Using the susu savings passage below, what are the answers to these questions?
1. Which act codifies the essential elements of a valid contract?
2. Under which section of the Deposits Protection Act 2016 is the Ghana Deposit Protection Corporation established?
3. Under which act does the Bank of Ghana regulate Mobile Money?

:: READING PASSAGE ::
- - - - -
A Susu Savings Group Agreement in Ghana sets out the rights, duties and consideration binding the parties to it.

The susu system has deep roots in Ghanaian society and is practised across all regions — from Greater Accra to Ashanti, Northern, Volta, and Western Regions — and across all socioeconomic groups, from market traders in Makola Market in Accra to professional associations and church groups. The susu collector, or nnoboa organiser, traditionally manages the group, collects contributions, and distributes payouts. When formalised in writing, a Susu Savings Group Agreement gives members legal certainty about their rights and obligations.

The legal framework governing the Susu Savings Group Agreement in Ghana draws primarily on the Contracts Act 1960 (Act 25), which codifies the essential elements of a valid contract: offer, acceptance, consideration, capacity of the parties, and lawful purpose. Each member's participation constitutes a contract supported by consideration — the promise of future contributions and the right to receive the periodic payout. The agreement is enforceable before the courts of Ghana, including the High Court (Commercial Division) in Accra.

The Deposits Protection Act 2016 (Act 931) establishes the Ghana Deposit Protection Corporation (GDPC) under Section 1, which administers deposit protection for licensed deposit-taking institutions in Ghana regulated by the Bank of Ghana (BoG) under the Banks and Specialised Deposit-taking Institutions Act 2016 (Act 930). While informal susu groups are not themselves licensed by the Bank of Ghana, the regulatory environment for savings mobilisation in Ghana — including the Microfinance and Small Loans Centre (MASLOC) and the ARB Apex Bank — is relevant context for formalised susu operations.

The Bank of Ghana Act 2002 (Act 612) and the Banks and Specialised Deposit-taking Institutions Act 2016 (Act 930) define which institutions may lawfully accept deposits from the public in Ghana. An unregistered susu group that operates as an informal savings club among its own members generally falls outside the licensing requirements, but susu collectors who operate as commercial businesses may require registration with the Bank of Ghana under the relevant microfinance or savings and loans category.

The Ghana Revenue Authority (GRA) may treat lump-sum susu payouts as income subject to income tax under the Income Tax Act 2015 (Act 896), depending on the nature and regularity of the arrangement. Members should obtain tax advice from the GRA or a tax professional. The Electronic Transactions Act 2008 (Act 772) supports the execution of Susu Savings Group Agreements by electronic signature and the management of contribution records using digital payment platforms such as Mobile Money, which is regulated by the Bank of Ghana under the Payment Systems and Services Act 2019 (Act 987).
- - - - -
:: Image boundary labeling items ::
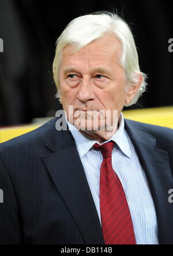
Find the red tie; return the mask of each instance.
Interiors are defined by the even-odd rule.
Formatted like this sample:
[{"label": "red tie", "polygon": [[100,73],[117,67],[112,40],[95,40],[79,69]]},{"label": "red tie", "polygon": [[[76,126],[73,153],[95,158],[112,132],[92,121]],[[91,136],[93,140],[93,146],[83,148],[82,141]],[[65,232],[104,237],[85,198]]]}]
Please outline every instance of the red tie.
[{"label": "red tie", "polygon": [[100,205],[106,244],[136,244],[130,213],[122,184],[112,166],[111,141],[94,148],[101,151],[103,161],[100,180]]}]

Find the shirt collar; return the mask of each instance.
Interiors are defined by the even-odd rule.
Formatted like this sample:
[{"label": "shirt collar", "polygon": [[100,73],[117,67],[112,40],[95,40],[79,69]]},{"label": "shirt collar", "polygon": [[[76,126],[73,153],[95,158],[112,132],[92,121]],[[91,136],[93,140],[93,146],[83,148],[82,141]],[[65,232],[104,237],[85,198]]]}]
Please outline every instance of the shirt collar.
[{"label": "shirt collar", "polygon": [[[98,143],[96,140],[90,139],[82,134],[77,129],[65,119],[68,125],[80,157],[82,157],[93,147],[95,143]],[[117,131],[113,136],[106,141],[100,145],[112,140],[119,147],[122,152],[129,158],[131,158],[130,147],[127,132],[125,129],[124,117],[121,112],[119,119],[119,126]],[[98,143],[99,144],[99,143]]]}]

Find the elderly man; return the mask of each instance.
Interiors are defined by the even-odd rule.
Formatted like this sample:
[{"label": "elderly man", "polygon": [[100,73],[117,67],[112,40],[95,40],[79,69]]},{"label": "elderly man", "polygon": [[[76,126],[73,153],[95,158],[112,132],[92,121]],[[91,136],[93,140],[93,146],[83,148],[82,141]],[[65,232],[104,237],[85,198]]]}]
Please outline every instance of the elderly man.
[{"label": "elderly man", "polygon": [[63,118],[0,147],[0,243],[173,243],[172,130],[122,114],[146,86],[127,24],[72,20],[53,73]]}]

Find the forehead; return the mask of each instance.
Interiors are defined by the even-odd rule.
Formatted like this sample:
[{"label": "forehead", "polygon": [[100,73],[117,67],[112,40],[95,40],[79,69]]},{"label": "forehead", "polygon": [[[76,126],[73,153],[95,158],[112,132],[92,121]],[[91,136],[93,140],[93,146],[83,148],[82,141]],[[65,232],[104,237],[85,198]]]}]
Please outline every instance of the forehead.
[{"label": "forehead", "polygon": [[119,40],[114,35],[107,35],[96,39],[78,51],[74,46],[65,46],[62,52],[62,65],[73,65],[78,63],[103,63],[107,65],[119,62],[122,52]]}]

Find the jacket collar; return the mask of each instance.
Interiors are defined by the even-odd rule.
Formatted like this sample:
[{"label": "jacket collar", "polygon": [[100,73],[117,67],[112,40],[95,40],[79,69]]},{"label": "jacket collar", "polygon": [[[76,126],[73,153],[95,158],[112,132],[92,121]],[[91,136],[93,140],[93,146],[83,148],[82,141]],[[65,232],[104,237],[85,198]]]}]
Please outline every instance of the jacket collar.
- - - - -
:: ANSWER ::
1. The Contracts Act 1960 (Act 25)
2. Section 1
3. The Payment Systems and Services Act 2019 (Act 987)